**Description of the task:**
Reproduce the listing below word for word, leaving out the pictures.
* * * *
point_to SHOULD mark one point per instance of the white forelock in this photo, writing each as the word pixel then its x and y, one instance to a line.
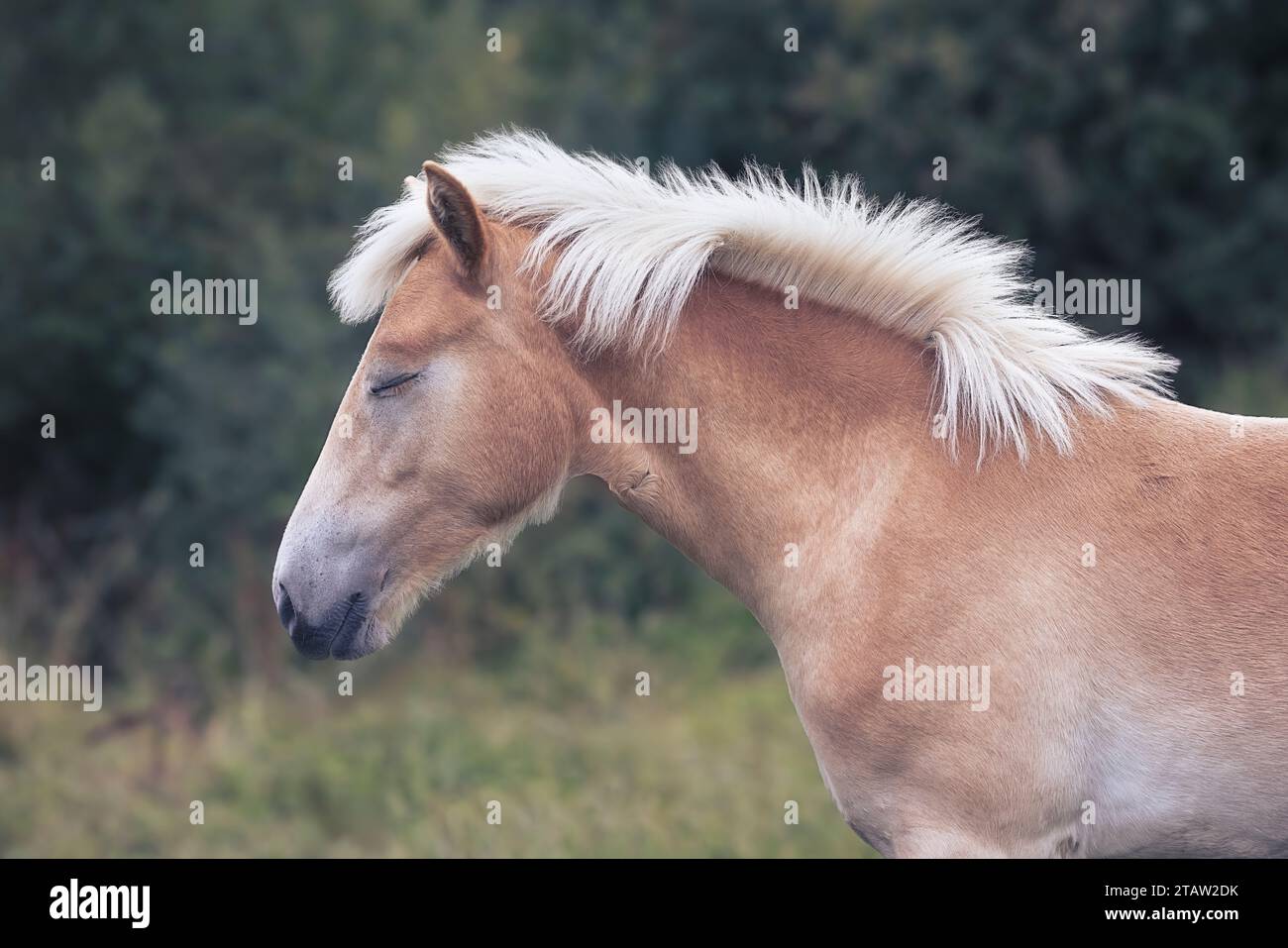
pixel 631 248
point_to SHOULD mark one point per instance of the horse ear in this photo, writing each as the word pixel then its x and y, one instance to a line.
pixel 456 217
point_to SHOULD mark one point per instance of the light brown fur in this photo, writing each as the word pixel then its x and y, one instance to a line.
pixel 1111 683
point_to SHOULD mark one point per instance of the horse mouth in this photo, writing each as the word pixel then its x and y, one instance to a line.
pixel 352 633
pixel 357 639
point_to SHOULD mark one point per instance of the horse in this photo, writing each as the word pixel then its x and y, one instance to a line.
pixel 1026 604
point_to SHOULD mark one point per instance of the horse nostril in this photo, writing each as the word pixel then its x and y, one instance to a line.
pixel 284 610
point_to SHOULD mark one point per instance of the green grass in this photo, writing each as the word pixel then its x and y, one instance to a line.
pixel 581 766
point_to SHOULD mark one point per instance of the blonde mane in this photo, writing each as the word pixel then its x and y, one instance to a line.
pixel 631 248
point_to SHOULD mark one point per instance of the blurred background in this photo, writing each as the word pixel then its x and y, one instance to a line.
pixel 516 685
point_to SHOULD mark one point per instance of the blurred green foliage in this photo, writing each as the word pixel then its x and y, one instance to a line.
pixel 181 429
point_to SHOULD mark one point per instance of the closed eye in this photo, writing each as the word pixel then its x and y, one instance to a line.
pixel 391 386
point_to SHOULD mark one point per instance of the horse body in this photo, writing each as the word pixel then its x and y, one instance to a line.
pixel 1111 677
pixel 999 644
* * * *
**The result:**
point_to SHOULD mark one point per instance of the white forelock in this photo, writing each as the word pixel then its x and y, one instance to a line.
pixel 631 248
point_to SHOULD mark one point per instance of the horse ear in this photo, writing each as the word pixel then its x and y, one instance to a line.
pixel 456 217
point_to SHOULD mark one point per instance of the light brown fur in this photo, writing each as the word pixel then its x and y, one instance to a line.
pixel 1111 683
point_to SHOULD mark one point per instance of the horse mouth in this photo, writing each as the word pixel then its x and y, one instance to a line.
pixel 352 633
pixel 357 639
point_to SHOULD mark one point per instance of the horse in this photo, writing each as the word pixel then its x and y, one instance to a line.
pixel 1026 604
point_to SHOULD mark one point per instance of the horse nostril in this photo, writing each as the word pixel then its x and y, one instance to a line.
pixel 284 610
point_to SHOULD mark one point per instance of the green grass in this photo, writing each as the word pixel then its x and y, one instance to a line.
pixel 581 766
point_to SHOULD mark one point per instance of the blonde mane in this photo, writing each as the word pixel then its x and y, one instance to a line.
pixel 631 248
point_to SHOULD mark one point per instance of the blurred background in this photo, writing each as the word pixel then its x and y, one instance to a line.
pixel 516 685
point_to SHOULD mark one point per instance of the blurred green foliage in this photo, writing each as the word pixel then its x and y, one instance to a line.
pixel 181 429
point_to SHOULD mark one point per instance of the closed eye in this photo, writing each as the word pixel then its x and y, one instance to a line.
pixel 391 386
point_to SHOULD mark one point per instance of the horse body in this photo, writing each as the word pixel then its x and y, one instance to a line.
pixel 1111 677
pixel 999 644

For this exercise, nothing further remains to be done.